__Data for analysis__
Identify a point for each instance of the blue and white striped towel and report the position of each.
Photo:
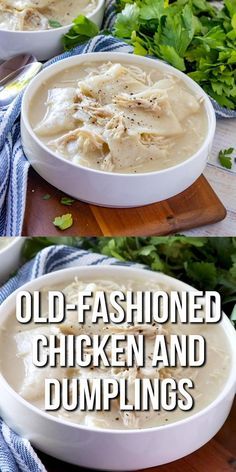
(16, 454)
(13, 163)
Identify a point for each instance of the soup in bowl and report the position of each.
(117, 125)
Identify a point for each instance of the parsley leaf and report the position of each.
(63, 222)
(82, 30)
(225, 157)
(193, 36)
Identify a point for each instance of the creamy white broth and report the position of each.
(29, 382)
(24, 15)
(119, 118)
(4, 242)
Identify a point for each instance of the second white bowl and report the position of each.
(43, 44)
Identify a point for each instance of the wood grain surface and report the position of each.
(218, 455)
(196, 206)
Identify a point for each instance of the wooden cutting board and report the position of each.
(195, 207)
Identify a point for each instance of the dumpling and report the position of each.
(80, 143)
(61, 106)
(127, 149)
(149, 112)
(34, 20)
(182, 102)
(109, 83)
(10, 20)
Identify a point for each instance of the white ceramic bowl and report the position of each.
(114, 449)
(10, 257)
(43, 44)
(106, 188)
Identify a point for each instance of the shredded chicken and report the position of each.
(132, 121)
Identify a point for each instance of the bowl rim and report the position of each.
(14, 241)
(226, 326)
(61, 28)
(122, 56)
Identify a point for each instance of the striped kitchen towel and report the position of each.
(13, 163)
(16, 453)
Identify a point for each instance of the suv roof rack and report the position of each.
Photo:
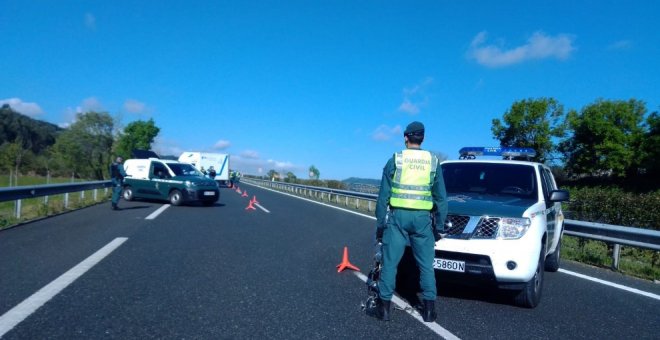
(471, 152)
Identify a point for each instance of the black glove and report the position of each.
(379, 234)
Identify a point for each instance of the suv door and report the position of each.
(551, 208)
(159, 176)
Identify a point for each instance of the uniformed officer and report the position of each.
(117, 173)
(413, 188)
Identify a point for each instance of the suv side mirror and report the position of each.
(559, 196)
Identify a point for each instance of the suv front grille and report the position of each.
(486, 227)
(456, 223)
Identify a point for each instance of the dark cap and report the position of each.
(414, 128)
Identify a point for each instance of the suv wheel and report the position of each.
(175, 197)
(530, 296)
(128, 193)
(552, 261)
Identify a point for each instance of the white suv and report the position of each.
(504, 224)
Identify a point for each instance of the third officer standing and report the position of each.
(413, 188)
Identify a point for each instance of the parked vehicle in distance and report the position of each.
(504, 224)
(168, 180)
(203, 161)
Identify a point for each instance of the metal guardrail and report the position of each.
(32, 191)
(617, 235)
(614, 234)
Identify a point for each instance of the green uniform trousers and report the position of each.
(116, 191)
(405, 225)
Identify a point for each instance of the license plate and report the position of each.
(449, 265)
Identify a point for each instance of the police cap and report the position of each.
(414, 128)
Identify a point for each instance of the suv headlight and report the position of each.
(513, 228)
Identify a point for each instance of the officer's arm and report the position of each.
(384, 193)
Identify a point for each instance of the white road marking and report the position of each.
(24, 309)
(611, 284)
(262, 208)
(157, 212)
(406, 307)
(582, 276)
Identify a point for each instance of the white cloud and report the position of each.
(415, 97)
(90, 104)
(18, 105)
(621, 45)
(385, 133)
(409, 107)
(221, 145)
(538, 46)
(90, 21)
(251, 154)
(134, 106)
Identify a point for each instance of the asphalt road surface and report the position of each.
(152, 270)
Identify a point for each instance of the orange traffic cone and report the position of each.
(345, 264)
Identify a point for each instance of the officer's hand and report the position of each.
(379, 235)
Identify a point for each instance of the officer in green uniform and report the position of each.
(117, 173)
(413, 188)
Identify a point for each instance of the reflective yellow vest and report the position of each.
(413, 178)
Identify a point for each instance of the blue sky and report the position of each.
(287, 84)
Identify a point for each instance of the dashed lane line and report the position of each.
(24, 309)
(406, 307)
(155, 214)
(578, 275)
(611, 284)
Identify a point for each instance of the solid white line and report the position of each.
(157, 212)
(607, 283)
(611, 284)
(406, 307)
(262, 208)
(24, 309)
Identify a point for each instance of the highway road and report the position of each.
(152, 270)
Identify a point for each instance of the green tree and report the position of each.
(290, 177)
(650, 145)
(531, 123)
(13, 157)
(84, 148)
(272, 174)
(137, 135)
(314, 173)
(605, 138)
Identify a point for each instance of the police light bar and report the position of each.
(505, 152)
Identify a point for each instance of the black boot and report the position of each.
(381, 311)
(429, 314)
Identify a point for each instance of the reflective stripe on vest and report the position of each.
(411, 185)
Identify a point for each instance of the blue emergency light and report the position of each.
(471, 152)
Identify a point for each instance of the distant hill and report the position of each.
(367, 185)
(35, 134)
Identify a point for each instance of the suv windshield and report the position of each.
(490, 178)
(183, 169)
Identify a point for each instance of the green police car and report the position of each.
(504, 222)
(168, 180)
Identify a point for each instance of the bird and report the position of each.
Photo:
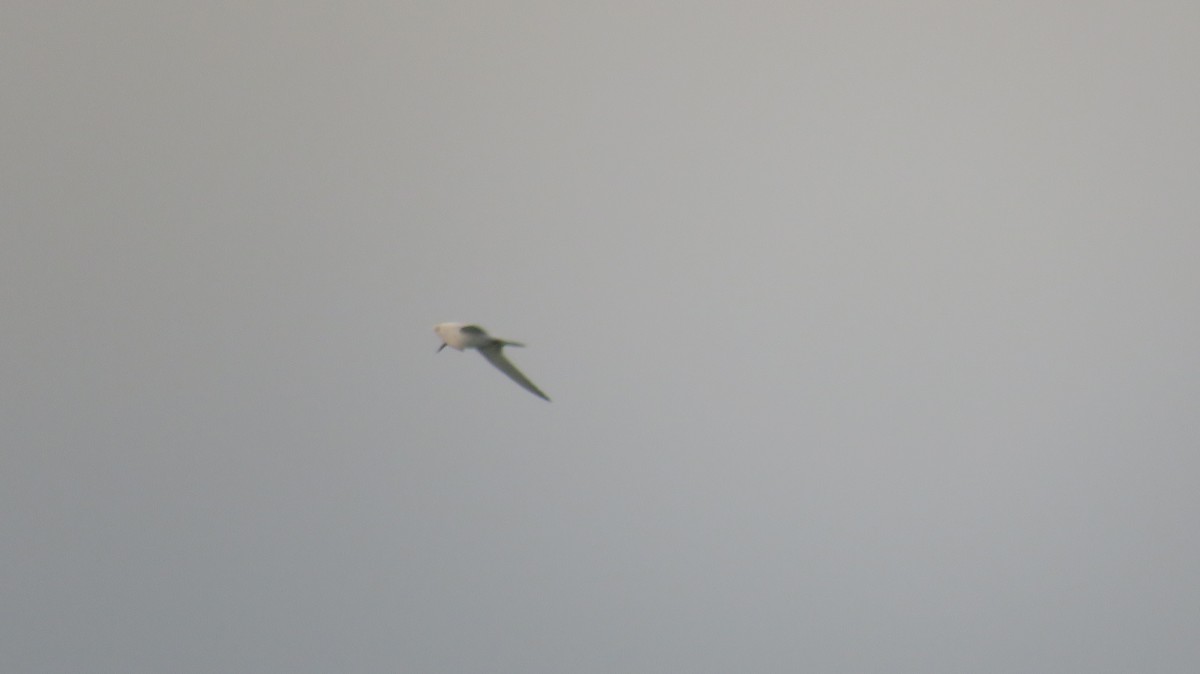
(463, 336)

__Action item__
Only exact copies are wanted here. Write out the lines from the one containing "Identify a point for each instance of the bird" through the end of the material and no others, omitting all pictures.

__Answer area__
Identify a point for each instance of the bird and report the position of each.
Photo:
(463, 336)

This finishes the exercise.